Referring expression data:
........
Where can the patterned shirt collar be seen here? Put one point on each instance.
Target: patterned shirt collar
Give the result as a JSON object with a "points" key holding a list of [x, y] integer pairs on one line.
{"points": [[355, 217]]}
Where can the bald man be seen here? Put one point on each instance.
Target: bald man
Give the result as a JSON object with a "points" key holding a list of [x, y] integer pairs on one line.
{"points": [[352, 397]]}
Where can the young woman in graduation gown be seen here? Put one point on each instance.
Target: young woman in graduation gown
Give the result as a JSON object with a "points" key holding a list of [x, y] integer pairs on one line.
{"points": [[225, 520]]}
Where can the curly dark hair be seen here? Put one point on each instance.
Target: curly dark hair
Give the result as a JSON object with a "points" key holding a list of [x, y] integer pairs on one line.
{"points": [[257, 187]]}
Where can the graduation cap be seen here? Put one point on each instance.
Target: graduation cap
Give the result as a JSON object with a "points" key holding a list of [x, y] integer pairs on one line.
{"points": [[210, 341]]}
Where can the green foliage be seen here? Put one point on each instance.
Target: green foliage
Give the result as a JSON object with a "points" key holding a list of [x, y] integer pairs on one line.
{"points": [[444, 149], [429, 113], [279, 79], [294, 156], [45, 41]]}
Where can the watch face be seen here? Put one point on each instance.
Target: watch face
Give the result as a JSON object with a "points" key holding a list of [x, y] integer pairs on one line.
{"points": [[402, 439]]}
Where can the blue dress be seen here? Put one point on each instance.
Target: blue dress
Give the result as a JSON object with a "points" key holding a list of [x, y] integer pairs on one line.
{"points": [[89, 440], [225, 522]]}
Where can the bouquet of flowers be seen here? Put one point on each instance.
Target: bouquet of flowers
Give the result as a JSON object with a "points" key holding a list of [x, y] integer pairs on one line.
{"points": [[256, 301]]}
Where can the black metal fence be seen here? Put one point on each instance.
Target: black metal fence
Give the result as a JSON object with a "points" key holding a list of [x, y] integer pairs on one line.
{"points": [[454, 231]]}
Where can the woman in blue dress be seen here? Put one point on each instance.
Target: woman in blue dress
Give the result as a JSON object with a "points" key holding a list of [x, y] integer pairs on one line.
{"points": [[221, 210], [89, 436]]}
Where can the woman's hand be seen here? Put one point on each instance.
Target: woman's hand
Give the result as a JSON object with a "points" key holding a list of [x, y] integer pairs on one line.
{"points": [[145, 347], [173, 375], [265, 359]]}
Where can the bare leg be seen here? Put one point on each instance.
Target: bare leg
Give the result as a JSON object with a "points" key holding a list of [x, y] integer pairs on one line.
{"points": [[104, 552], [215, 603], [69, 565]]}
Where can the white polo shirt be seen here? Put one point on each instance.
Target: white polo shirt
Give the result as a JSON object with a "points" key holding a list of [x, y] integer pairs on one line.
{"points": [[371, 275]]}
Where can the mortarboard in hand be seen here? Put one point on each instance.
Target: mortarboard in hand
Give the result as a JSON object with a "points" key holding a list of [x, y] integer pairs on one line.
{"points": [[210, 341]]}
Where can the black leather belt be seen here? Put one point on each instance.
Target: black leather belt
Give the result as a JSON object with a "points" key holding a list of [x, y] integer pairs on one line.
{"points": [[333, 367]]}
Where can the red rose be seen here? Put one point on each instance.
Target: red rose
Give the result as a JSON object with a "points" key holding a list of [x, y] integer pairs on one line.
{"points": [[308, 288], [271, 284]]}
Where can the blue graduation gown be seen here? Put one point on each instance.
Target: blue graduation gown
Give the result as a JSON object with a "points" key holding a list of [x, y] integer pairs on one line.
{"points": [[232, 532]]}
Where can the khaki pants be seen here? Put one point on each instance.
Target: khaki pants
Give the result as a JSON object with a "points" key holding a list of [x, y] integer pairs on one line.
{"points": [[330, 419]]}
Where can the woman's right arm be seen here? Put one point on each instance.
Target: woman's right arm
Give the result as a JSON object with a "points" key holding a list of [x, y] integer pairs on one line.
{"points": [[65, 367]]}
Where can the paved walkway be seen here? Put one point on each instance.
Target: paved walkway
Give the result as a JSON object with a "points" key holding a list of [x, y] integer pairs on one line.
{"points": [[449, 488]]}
........
▶ _To do_
Wherever a line in the records above includes "black", count it, then give the total and nothing besides.

▶ _The answer_
4